>> Start The records

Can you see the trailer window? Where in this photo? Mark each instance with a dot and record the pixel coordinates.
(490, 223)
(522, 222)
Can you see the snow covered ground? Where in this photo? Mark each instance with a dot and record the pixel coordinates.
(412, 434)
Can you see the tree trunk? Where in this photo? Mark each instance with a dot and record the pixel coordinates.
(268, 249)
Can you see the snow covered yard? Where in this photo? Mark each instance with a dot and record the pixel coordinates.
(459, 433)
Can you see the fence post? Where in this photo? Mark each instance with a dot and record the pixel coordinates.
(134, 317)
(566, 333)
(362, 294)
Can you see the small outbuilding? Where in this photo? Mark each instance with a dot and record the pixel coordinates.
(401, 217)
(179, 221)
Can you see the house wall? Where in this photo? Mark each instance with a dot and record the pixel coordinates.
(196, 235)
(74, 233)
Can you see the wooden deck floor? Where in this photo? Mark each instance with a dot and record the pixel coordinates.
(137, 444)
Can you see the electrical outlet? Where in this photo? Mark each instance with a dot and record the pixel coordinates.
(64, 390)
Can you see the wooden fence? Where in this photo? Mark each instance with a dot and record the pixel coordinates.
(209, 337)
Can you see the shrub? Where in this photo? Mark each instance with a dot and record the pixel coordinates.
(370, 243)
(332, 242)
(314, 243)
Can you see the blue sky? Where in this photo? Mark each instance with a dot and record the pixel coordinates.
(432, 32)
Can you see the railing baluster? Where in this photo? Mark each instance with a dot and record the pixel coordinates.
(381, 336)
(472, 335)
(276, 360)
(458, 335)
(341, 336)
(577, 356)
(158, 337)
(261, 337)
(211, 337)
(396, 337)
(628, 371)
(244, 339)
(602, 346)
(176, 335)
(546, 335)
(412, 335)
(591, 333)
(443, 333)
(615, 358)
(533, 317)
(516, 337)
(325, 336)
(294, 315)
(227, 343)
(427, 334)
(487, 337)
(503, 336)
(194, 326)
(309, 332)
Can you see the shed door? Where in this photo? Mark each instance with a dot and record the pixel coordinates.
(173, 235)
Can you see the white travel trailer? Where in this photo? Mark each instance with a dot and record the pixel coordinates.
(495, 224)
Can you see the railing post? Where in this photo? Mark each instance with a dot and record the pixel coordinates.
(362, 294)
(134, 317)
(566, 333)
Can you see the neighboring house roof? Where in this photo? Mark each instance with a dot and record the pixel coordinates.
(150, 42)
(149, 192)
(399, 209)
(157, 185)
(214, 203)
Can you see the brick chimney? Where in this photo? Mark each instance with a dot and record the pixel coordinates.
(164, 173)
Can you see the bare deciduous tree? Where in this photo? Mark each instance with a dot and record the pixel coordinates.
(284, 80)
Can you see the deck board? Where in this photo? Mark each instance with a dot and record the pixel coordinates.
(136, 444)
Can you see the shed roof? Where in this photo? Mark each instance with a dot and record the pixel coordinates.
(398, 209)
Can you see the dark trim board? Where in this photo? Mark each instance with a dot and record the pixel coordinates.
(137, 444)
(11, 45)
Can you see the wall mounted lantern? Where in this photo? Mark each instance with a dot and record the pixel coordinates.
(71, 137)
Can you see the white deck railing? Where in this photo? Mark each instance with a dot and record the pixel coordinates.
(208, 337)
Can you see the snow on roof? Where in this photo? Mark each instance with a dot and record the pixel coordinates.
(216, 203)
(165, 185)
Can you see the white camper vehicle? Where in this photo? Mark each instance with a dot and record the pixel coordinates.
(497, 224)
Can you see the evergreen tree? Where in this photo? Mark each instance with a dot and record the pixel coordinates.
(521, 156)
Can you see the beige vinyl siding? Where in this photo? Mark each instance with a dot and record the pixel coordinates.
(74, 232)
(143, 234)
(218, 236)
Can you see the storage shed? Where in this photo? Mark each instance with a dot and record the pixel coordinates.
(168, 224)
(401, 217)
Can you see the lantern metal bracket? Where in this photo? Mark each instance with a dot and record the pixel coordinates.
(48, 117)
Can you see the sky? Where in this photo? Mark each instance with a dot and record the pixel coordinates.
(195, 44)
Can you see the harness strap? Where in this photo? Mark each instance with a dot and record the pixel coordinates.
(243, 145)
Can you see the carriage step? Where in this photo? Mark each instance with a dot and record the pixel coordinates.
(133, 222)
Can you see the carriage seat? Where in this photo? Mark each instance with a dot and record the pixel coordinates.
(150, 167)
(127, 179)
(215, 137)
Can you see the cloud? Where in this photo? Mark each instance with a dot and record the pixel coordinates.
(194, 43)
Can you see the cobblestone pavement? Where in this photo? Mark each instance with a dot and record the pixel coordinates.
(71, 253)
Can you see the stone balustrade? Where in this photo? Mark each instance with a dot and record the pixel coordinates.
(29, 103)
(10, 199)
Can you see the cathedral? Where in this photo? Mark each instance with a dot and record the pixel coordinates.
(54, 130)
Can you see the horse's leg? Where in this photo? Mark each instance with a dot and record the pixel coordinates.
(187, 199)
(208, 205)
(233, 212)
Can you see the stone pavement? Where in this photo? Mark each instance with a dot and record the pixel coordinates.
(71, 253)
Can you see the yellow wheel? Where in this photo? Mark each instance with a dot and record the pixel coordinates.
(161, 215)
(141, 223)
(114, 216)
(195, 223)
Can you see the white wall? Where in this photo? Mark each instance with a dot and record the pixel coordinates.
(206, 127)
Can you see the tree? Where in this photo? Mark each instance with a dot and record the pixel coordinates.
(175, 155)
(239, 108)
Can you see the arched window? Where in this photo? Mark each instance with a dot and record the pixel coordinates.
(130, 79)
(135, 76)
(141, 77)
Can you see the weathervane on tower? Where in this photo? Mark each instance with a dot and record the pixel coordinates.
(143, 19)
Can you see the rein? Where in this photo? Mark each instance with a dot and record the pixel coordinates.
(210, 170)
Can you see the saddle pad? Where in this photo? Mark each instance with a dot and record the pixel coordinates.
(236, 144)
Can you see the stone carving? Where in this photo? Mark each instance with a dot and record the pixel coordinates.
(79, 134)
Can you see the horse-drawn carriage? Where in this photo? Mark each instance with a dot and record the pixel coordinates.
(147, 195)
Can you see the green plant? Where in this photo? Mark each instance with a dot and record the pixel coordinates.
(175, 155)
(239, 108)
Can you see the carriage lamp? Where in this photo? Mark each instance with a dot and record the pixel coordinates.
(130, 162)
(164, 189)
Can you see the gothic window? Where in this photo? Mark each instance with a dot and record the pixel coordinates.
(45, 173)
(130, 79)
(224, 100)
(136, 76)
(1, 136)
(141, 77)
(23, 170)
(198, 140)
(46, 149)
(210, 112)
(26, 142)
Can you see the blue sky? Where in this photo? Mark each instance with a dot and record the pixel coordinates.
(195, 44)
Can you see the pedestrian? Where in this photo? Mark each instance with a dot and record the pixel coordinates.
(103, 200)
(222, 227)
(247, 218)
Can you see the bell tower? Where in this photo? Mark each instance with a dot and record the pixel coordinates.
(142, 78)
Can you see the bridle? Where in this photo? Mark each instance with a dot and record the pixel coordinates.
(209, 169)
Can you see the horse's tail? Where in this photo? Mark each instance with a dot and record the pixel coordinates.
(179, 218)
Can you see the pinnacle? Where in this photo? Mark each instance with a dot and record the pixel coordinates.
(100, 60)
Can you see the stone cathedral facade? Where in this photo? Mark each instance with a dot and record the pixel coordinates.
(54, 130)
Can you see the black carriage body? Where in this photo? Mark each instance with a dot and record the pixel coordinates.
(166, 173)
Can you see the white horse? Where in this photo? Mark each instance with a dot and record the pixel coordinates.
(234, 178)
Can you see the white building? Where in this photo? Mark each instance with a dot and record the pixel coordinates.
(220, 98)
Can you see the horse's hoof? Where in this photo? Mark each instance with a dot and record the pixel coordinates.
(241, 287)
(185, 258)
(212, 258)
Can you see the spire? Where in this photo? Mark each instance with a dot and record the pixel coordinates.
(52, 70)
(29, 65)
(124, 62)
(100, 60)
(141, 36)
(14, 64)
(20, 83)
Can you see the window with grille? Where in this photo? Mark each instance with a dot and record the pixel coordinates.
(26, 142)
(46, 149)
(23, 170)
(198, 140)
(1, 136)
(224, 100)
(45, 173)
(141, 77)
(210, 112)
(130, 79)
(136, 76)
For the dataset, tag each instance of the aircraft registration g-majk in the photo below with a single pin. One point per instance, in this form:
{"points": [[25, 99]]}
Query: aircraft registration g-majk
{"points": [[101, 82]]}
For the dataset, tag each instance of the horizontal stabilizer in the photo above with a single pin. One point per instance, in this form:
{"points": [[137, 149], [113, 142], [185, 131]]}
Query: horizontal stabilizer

>> End The records

Exercise details: Each line from the one containing "Can you see the window" to the end of the records should be echoed exactly, and no other line.

Result of this exercise:
Can you see the window with grille? Where in this photo? Mark each instance with a dot and record the pixel coordinates.
(26, 142)
(46, 149)
(23, 170)
(198, 140)
(1, 136)
(224, 100)
(45, 173)
(141, 77)
(210, 112)
(130, 79)
(136, 76)
For the dataset, tag each instance of the aircraft registration g-majk in the photo below with a single pin. One point per instance, in this form:
{"points": [[25, 99]]}
Query: aircraft registration g-majk
{"points": [[101, 82]]}
For the dataset, tag each instance of the horizontal stabilizer in the photo above with a single pin. One point per instance, in this form:
{"points": [[137, 149], [113, 142], [185, 131]]}
Query: horizontal stabilizer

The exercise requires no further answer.